## TO DO
Your task is to repeat the entries exactly. Leave the pictures out.

## SUPPLIED DATA
○ ○ ○ ○ ○ ○ ○

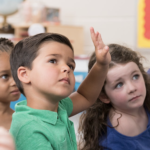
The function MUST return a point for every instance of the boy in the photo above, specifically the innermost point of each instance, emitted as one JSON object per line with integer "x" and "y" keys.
{"x": 42, "y": 66}
{"x": 8, "y": 89}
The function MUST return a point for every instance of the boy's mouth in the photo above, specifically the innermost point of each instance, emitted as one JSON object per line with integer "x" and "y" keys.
{"x": 66, "y": 80}
{"x": 135, "y": 97}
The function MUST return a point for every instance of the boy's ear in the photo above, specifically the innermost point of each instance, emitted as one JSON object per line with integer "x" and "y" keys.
{"x": 104, "y": 98}
{"x": 23, "y": 74}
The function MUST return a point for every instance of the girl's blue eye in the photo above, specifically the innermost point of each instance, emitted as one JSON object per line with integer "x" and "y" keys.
{"x": 53, "y": 61}
{"x": 119, "y": 85}
{"x": 135, "y": 77}
{"x": 4, "y": 76}
{"x": 71, "y": 67}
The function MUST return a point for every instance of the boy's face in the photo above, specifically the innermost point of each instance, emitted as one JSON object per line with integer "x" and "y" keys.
{"x": 52, "y": 75}
{"x": 8, "y": 89}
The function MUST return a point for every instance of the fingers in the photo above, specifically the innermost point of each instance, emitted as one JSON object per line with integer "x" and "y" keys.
{"x": 94, "y": 36}
{"x": 6, "y": 141}
{"x": 97, "y": 39}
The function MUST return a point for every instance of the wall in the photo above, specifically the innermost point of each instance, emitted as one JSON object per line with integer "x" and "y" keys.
{"x": 114, "y": 19}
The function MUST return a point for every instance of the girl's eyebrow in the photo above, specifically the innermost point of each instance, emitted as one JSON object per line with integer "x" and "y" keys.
{"x": 121, "y": 77}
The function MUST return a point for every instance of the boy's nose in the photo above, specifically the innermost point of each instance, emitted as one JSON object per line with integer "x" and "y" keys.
{"x": 65, "y": 68}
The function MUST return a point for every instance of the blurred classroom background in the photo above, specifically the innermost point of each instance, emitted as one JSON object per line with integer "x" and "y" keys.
{"x": 124, "y": 22}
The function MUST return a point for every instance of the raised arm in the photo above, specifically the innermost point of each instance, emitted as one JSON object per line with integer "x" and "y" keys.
{"x": 6, "y": 140}
{"x": 90, "y": 88}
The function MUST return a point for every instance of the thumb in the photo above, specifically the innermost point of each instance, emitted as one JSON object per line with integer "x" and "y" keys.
{"x": 105, "y": 51}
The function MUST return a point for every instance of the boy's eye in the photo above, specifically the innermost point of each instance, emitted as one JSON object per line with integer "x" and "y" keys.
{"x": 4, "y": 76}
{"x": 119, "y": 85}
{"x": 135, "y": 77}
{"x": 53, "y": 61}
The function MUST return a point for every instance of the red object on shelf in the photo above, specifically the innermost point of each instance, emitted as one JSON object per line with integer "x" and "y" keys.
{"x": 147, "y": 19}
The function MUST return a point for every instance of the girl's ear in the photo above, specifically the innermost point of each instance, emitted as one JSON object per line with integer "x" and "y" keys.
{"x": 104, "y": 98}
{"x": 23, "y": 74}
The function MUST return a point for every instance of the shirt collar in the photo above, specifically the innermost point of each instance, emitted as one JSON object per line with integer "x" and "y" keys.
{"x": 44, "y": 115}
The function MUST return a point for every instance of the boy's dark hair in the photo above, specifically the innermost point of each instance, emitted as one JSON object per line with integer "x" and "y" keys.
{"x": 26, "y": 51}
{"x": 93, "y": 122}
{"x": 6, "y": 45}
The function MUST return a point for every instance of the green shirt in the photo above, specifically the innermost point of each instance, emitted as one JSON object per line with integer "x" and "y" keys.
{"x": 35, "y": 129}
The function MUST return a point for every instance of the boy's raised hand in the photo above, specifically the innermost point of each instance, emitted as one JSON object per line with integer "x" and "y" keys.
{"x": 6, "y": 141}
{"x": 101, "y": 50}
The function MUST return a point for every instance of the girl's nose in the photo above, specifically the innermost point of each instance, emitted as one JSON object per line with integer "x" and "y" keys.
{"x": 12, "y": 82}
{"x": 131, "y": 87}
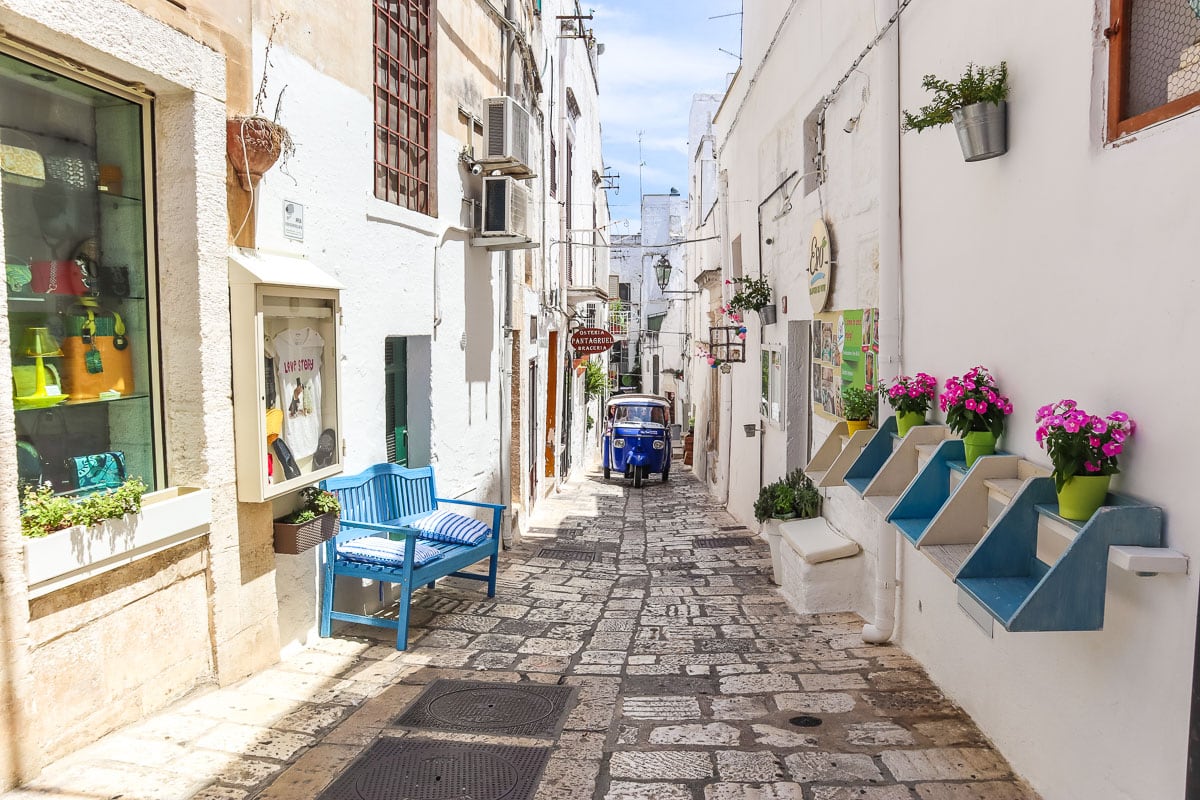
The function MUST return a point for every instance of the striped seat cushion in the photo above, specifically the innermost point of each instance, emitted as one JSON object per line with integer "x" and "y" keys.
{"x": 384, "y": 552}
{"x": 450, "y": 527}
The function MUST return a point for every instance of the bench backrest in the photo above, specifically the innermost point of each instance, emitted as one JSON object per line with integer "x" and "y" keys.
{"x": 383, "y": 492}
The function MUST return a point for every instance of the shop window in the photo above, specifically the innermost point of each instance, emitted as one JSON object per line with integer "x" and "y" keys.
{"x": 1153, "y": 62}
{"x": 76, "y": 221}
{"x": 403, "y": 102}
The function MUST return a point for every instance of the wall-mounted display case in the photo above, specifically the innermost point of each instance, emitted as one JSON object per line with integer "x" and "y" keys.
{"x": 286, "y": 326}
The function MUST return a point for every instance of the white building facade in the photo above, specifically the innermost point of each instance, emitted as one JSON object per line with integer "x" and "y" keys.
{"x": 1019, "y": 263}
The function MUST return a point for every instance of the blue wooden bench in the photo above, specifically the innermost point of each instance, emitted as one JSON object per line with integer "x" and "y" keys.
{"x": 395, "y": 530}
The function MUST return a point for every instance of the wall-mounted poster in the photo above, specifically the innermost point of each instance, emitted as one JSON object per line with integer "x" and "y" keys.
{"x": 845, "y": 349}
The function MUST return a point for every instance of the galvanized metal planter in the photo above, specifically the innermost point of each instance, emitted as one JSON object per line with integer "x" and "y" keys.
{"x": 983, "y": 130}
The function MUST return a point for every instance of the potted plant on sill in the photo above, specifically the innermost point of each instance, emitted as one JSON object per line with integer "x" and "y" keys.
{"x": 976, "y": 410}
{"x": 753, "y": 294}
{"x": 1084, "y": 451}
{"x": 977, "y": 106}
{"x": 70, "y": 539}
{"x": 795, "y": 495}
{"x": 45, "y": 512}
{"x": 858, "y": 408}
{"x": 316, "y": 521}
{"x": 910, "y": 397}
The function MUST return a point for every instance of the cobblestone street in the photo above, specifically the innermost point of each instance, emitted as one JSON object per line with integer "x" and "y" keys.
{"x": 695, "y": 680}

○ ○ ○ ○ ○ ○ ○

## THE OUTPUT
The function MUST return a point for every instance of the boy in the photo above, specifically the innermost point of each instance, emitted as one JSON object per line with integer "x" and "y" keys.
{"x": 42, "y": 66}
{"x": 8, "y": 89}
The function MUST return a point for every instance of the boy's mouth in the photo above, specifically the innermost point of each instance, emitted as one JSON object per line with integer "x" and "y" keys.
{"x": 66, "y": 80}
{"x": 135, "y": 97}
The function MUST return a point for every instance of the boy's ear in the photo above, specifically the innermost point of each instance, emitted as one JSON object per line with integer "x" and "y" keys.
{"x": 104, "y": 98}
{"x": 23, "y": 74}
The function MUST return a point for every instance of the girl's blue eye in the photo above, specifically the innermost point of each instance, emitted as one JSON object per line with integer "x" and "y" keys.
{"x": 53, "y": 61}
{"x": 119, "y": 85}
{"x": 135, "y": 77}
{"x": 4, "y": 76}
{"x": 71, "y": 67}
The function MUST return a point for every instance of the boy's face in the photo above, specifically the innermost point of each instance, emitted as one JSON object per line with integer "x" and "y" keys.
{"x": 52, "y": 75}
{"x": 8, "y": 89}
The function MUST return a point for every instance of the fingers in the photo above, specifically the innermost point of each instance, emitted as one JSON object per line with integer "x" and "y" keys.
{"x": 94, "y": 36}
{"x": 6, "y": 141}
{"x": 97, "y": 39}
The function MUST return a point for every instance of the wall in the photo above, specifically the innermost point of each instance, emitted as one JSON object per line with integer "x" and "y" keys.
{"x": 114, "y": 19}
The function MUST return a point for every instance of the girl's eyebrow in the photo above, specifically the innermost point of each instance, emitted as one JSON object per line with integer "x" and "y" keys.
{"x": 121, "y": 77}
The function MUST return a point for every instance of the boy's nose in the photo above, specifically the innermost point of each instance, emitted as one JSON object per line with integer "x" and "y" keys.
{"x": 65, "y": 68}
The function MUST return a point for every instance of the blurred classroom background in the photo above, specifically the innermost point of each instance, emitted as one JSON object per line with integer "x" and "y" keys.
{"x": 124, "y": 22}
The function MUST return a point for every instance of the raised arm in the photo above, specifically the innermost point of each instance, emitted as one JSON object per line with integer "x" and "y" keys.
{"x": 6, "y": 140}
{"x": 90, "y": 88}
The function MUST return a point for every instance of the thumb in the photo above, specifically the innermost point of each instance, emitted as one JSON object per line with integer "x" and "y" keys.
{"x": 105, "y": 51}
The function MUST return a point for every instance of the boy's eye in the photo above, specifically the innermost point of each instance, emitted as one JSON object per line with integer "x" and "y" keys.
{"x": 4, "y": 76}
{"x": 119, "y": 85}
{"x": 135, "y": 77}
{"x": 53, "y": 61}
The function MUST return a point for every instance of the red object on shelf in the photo above, specifically the innermost point of each instance, emitted as one JSON object per line with integer "x" and "y" keys.
{"x": 147, "y": 19}
The function MUST return a point for every instance of the girl's ear in the photo above, specifically the innermost point of each instance, emitted as one JSON object per line with integer "x" and "y" keys.
{"x": 104, "y": 98}
{"x": 23, "y": 74}
The function MUST return a point for every instance of the shirt collar in the photo above, specifically the innermost point of each instance, emitted as one JSON object per line with integer "x" and "y" keys.
{"x": 44, "y": 115}
The function MUST return a point for every instance of the boy's dark hair in the photo above, specifically the innermost point of each instance, emitted as one JSON object per line with integer "x" and "y" keys.
{"x": 26, "y": 51}
{"x": 93, "y": 122}
{"x": 6, "y": 45}
The function MUST return a point for every instance of the green shirt in the photo above, specifically the innermost point of each instance, emitted as one JSON object per line with integer "x" and "y" keys.
{"x": 35, "y": 129}
The function MUST return a point for every instance of the boy's raised hand in the photo above, specifically the innermost point of each instance, emitted as one JSON object per line with integer "x" and "y" keys.
{"x": 6, "y": 141}
{"x": 101, "y": 50}
The function MUST return a point for every instance of the girl's nose in the photo above, specifically the innermost point of each instance, emitted as one JSON object per line with integer "x" and "y" keys.
{"x": 12, "y": 82}
{"x": 131, "y": 87}
The function MUST return a point for every instance of the striped seat cushion in the photo above, specifically the innermost point of each instance, emitted as one JSON object per line with integer "x" and "y" keys.
{"x": 384, "y": 552}
{"x": 450, "y": 527}
The function MUST return a point for every instance of the bench backrest in the photo above, specifically the innermost point of each instance, emitted as one JSON object per line with integer "x" and "y" keys.
{"x": 383, "y": 492}
The function MUST return a point for every instance of the shop window in the photo above, specifically the innermost point of each instance, emitted as one JSON object per line with integer "x" and "y" keys.
{"x": 1153, "y": 62}
{"x": 76, "y": 221}
{"x": 403, "y": 102}
The function MUST return a point for every instance of the wall-mounted display case in the photo above, specifically the innermost point of each instance, emitted as one JSON object per line with integer "x" and "y" keys.
{"x": 286, "y": 326}
The function MUST return a point for every instance of the white building facade in the photo above, specifically the innermost point of each instance, emitted as one JSON object per line with integer "x" and "y" keys.
{"x": 1019, "y": 263}
The function MUST return a point for every instance of the blue wooden bench in the photo above, specifically the innermost point of each instance, emitted as one JSON object per line with integer "x" and "y" keys.
{"x": 395, "y": 530}
The function MUST return a point for every instance of the wall-mounted poster in the photo above, specifically the innermost point of each instance, emitted as one JSON object per line with integer "x" and "y" keys.
{"x": 845, "y": 349}
The function MUST return a point for every instance of the galvanized metal planter in the photo above, specifically the innermost point of each instance, emitted as one JSON object per line with integer "x" and "y" keys.
{"x": 983, "y": 130}
The function MUST return a point for every instance of the potted plant on sill in the photo above, specifically the innermost point of each instance, emitted as one JSON object per line with integer "x" and "y" keys.
{"x": 976, "y": 410}
{"x": 753, "y": 294}
{"x": 1084, "y": 451}
{"x": 977, "y": 106}
{"x": 70, "y": 539}
{"x": 795, "y": 495}
{"x": 45, "y": 512}
{"x": 858, "y": 408}
{"x": 316, "y": 521}
{"x": 910, "y": 397}
The function MUST return a point for every instance of the cobblestone street in the photo above, specifically the innermost point of each instance, emitted as one JSON object per line with integer "x" and "y" keys.
{"x": 695, "y": 680}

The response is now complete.